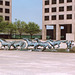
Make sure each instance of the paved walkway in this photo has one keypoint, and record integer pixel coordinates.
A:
(36, 63)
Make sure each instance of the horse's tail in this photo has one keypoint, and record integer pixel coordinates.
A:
(23, 45)
(65, 41)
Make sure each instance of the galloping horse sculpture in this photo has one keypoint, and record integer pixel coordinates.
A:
(30, 43)
(22, 44)
(54, 43)
(43, 44)
(5, 43)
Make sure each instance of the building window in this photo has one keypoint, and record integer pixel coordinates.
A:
(7, 3)
(7, 11)
(46, 10)
(69, 8)
(1, 2)
(54, 9)
(61, 17)
(47, 2)
(7, 18)
(1, 18)
(61, 9)
(69, 16)
(69, 0)
(61, 1)
(53, 17)
(46, 18)
(54, 1)
(1, 10)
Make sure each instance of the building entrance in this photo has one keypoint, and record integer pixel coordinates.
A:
(65, 29)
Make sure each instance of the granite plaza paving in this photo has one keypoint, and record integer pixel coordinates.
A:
(36, 63)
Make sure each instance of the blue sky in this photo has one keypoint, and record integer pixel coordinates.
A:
(27, 10)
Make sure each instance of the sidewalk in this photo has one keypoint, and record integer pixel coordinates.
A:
(36, 63)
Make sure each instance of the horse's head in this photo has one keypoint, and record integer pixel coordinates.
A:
(51, 40)
(36, 39)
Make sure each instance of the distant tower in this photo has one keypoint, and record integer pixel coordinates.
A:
(6, 10)
(61, 15)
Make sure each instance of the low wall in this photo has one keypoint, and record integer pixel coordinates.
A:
(69, 36)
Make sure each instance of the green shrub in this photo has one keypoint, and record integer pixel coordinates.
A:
(73, 49)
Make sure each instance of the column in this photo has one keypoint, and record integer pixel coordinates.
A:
(58, 32)
(68, 29)
(73, 31)
(54, 32)
(44, 33)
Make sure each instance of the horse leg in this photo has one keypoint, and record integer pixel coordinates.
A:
(44, 48)
(49, 46)
(58, 45)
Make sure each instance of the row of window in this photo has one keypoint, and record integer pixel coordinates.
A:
(47, 2)
(6, 10)
(69, 8)
(61, 17)
(7, 3)
(7, 18)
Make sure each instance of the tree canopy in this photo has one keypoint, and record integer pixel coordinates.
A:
(32, 28)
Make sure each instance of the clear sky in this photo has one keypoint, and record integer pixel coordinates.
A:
(27, 10)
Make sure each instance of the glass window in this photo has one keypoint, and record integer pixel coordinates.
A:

**Try it**
In the entries above, identify every line with the word "building". Copy those lines.

**Answer section**
Make sure each instance of the building window in this photo has one keypoint, and record integer pixel coordinates.
Make sure each instance of the building entrance in this photo has one keypoint, and record integer pixel coordinates.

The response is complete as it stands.